#### Document text
[Start]
9. The fuel delivery system of claim 1, wherein said stem receiver
block includes a body having said internal fuel passage and a
depending stem engagement portion, and said adapter includes a
vertically projecting collar for slidably engaging said a depending
stem engagement portion of said stem receiver block, said body
configured for engaging an upper end of said collar for defining a
lowermost point of travel of said body and said fuel cell stem.
10. The fuel delivery system of claim 1 wherein said stem receiver
block is made of metal.
11. The fuel delivery system of claim 1, wherein said fuel cell
adapter includes a gripping formation configured for tightly
engaging a peripheral ring of the fuel cell, said gripping
formation defines an annular concave recess or groove which
accommodates an inner curved portion of the closure ring, and an
upper end of the gripping formation includes a radially extending
lip configured for engaging an upper surface of the closure
ring.
12. The fuel cell delivery system of claim 1 wherein said flange
has an upper surface provided with at least one of integrally
formed depressions and grooves for enhancing gripping and handling
by a user.
13. The fuel delivery system of claim 1 wherein said collar defines
a diameter less than half a diameter of said flange.
14. A fuel delivery system constructed and arranged for use with a
combustion nailer including a cylinder head frame and a combustion
chamber, said fuel delivery system comprising: a fuel cell with an
outer shell having a closed lower end and an open upper end; a
closure crimped over said upper end and defining an opening for
accommodating a reciprocating valve stem; a fuel cell adapter
frictionally engaging said closure and including a flange having a
diameter greater than a diameter of said fuel cell outer shell and
being configured for suspending said fuel cell in said fuel cell
chamber; said flange having an upper surface provided with at least
one of integrally formed depressions and grooves for enhancing
gripping and handling by a user; said fuel cell adapter includes a
vertically projecting collar projecting normally from said flange
and dimensioned for slidingly accommodating reciprocal movement of
said stem engagement portion and configured for protecting said
valve stem against breakage; and a stem receiver block connectable
to the cylinder head frame and including a stem engagement portion
configured for sealingly engaging an end of said valve stem, said
stem engagement portion being in fluid communication with an
internal receiver passage constructed and arranged for delivering
fuel to the combustion chamber, said stem receiver block being made
of metal.
[End]
(Region annotation items)
[Start]
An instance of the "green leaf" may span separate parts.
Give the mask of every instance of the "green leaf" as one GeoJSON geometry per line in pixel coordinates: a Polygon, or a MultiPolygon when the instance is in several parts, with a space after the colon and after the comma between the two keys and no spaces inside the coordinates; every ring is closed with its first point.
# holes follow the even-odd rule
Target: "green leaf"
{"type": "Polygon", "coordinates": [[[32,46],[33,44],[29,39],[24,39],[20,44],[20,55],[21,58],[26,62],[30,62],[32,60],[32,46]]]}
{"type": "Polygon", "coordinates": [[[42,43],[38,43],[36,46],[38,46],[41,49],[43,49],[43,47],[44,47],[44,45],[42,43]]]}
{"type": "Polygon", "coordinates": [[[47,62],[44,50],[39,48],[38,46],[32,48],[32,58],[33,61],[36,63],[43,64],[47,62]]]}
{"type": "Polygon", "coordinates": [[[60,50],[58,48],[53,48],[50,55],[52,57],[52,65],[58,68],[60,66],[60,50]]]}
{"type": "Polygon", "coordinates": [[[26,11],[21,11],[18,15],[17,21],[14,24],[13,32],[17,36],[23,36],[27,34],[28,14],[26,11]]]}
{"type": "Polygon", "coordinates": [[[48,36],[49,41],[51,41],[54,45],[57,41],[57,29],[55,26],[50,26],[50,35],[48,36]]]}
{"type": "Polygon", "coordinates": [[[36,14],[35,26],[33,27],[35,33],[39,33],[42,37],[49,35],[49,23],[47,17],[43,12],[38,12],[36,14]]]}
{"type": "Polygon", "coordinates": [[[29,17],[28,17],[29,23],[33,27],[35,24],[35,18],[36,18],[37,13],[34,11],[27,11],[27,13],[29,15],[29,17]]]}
[End]
[Start]
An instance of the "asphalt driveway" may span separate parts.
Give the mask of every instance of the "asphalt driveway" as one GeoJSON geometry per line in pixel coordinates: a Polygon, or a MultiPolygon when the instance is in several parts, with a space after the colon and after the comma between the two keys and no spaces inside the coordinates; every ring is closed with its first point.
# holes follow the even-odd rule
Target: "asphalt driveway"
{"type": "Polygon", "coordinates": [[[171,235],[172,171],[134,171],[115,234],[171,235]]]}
[End]
#### Tasks for this exercise
1 - Repeat a passage from the fuel delivery claims, beginning at the words "12. The fuel" and stopping after "of said flange.".
2 - Answer these questions from the fuel delivery claims:
(a) According to claim 13, the collar's diameter is less than what?
(b) In claim 14, what is crimped over the upper end of the outer shell?
(c) In claim 11, what is the radially extending lip configured to engage?
3 - Decide whether each statement agrees with the fuel delivery claims, and quote the words that settle it:
(a) Claim 10 states that the stem receiver block is made of plastic.
(b) In claim 14, the flange has a diameter greater than that of the fuel cell outer shell.
(c) In claim 14, the fuel cell's outer shell has an open lower end.

#### Responses in order
1 -
12. The fuel cell delivery system of claim 1 wherein said flange
has an upper surface provided with at least one of integrally
formed depressions and grooves for enhancing gripping and handling
by a user.
13. The fuel delivery system of claim 1 wherein said collar defines
a diameter less than half a diameter of said flange.

2 -
(a) Half a diameter of the flange.
(b) A closure.
(c) An upper surface of the closure ring.

3 -
(a) No: "said stem receiver block is made of metal."
(b) Yes: "a flange having a diameter greater than a diameter of said fuel cell outer shell"
(c) No: "an outer shell having a closed lower end and an open upper end"